Render the lines of the items below as a Markdown table with the columns Row and Line, from the line that contains "Reviewer note: verify that every instance of the bicycle frame" to the line that contains "<point>391,237</point>", both included. Number each row and omit blank lines.
┄┄┄┄┄┄
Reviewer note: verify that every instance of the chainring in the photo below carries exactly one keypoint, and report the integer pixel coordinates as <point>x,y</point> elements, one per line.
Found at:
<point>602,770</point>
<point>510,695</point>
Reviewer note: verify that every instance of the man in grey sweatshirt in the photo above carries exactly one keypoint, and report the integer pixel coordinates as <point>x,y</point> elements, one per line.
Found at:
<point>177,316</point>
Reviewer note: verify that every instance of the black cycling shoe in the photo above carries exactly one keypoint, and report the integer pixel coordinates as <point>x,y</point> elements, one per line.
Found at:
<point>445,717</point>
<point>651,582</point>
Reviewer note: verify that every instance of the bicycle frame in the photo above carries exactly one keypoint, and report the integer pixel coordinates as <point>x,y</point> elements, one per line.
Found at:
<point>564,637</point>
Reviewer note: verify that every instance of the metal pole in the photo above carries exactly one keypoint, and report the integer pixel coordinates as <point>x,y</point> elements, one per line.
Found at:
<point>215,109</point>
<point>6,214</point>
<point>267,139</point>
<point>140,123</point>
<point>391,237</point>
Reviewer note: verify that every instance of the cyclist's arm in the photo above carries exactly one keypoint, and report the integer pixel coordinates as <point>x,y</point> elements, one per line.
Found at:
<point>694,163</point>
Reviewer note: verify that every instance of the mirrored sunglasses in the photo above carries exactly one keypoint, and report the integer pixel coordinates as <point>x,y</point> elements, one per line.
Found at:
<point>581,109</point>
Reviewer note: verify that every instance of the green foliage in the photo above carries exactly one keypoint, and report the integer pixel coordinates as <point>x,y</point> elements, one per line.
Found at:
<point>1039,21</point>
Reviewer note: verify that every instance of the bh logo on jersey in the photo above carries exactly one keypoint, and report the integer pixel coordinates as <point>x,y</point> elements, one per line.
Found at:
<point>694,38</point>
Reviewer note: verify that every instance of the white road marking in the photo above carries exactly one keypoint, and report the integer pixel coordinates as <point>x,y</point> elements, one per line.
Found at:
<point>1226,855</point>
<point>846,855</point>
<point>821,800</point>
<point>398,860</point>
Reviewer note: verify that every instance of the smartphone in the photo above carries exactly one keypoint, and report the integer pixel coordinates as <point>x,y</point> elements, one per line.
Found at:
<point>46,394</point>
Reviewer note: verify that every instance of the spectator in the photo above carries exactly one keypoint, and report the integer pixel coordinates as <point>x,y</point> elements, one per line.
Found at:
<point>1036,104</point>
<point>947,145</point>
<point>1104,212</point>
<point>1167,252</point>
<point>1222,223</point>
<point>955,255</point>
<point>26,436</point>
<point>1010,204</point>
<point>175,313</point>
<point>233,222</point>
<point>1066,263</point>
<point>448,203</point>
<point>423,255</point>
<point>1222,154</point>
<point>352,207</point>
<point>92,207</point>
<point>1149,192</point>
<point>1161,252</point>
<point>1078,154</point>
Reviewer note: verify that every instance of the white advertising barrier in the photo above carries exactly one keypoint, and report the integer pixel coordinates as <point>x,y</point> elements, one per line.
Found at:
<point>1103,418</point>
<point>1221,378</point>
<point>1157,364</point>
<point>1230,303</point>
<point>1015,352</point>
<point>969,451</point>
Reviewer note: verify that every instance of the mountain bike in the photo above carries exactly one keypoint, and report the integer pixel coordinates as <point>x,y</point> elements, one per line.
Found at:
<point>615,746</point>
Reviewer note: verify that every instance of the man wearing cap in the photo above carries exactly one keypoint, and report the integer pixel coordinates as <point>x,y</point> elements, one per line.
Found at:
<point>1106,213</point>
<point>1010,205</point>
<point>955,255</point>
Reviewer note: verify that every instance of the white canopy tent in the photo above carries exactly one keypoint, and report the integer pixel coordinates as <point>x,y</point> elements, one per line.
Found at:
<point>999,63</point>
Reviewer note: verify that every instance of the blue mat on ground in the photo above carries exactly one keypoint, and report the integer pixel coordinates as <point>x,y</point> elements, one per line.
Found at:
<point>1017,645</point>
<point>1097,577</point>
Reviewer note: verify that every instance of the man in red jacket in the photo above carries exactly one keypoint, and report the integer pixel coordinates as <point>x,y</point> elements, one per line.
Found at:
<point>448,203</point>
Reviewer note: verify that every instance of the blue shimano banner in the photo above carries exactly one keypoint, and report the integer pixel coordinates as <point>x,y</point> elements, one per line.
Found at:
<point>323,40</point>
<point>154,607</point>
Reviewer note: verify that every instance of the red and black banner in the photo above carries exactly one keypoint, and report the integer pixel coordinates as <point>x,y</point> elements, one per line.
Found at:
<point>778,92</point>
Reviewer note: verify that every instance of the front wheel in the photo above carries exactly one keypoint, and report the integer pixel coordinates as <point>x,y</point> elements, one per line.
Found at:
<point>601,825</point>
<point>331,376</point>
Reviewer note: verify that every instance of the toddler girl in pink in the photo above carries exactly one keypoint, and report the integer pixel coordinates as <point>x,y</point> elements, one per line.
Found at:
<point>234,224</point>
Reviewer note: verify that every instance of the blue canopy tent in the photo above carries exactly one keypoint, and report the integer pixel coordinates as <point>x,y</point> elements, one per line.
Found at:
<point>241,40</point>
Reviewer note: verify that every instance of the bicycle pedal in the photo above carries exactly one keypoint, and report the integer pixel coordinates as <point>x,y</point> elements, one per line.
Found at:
┄┄┄┄┄┄
* Solution for this task *
| Row | Line |
|---|---|
| 1 | Reviewer note: verify that every instance of the bicycle frame in the photo above carries exactly one keypoint, and report the integer pixel coordinates as <point>x,y</point> elements, one per line. |
| 2 | Found at: |
| 3 | <point>564,637</point> |
| 4 | Reviewer note: verify that every instance of the metal pole in the photo above carries exactly one keypoint, and report the integer pixel coordinates as <point>x,y</point> elements, one per line. |
| 5 | Found at: |
| 6 | <point>215,109</point> |
| 7 | <point>6,214</point> |
| 8 | <point>267,139</point> |
| 9 | <point>140,123</point> |
| 10 | <point>391,237</point> |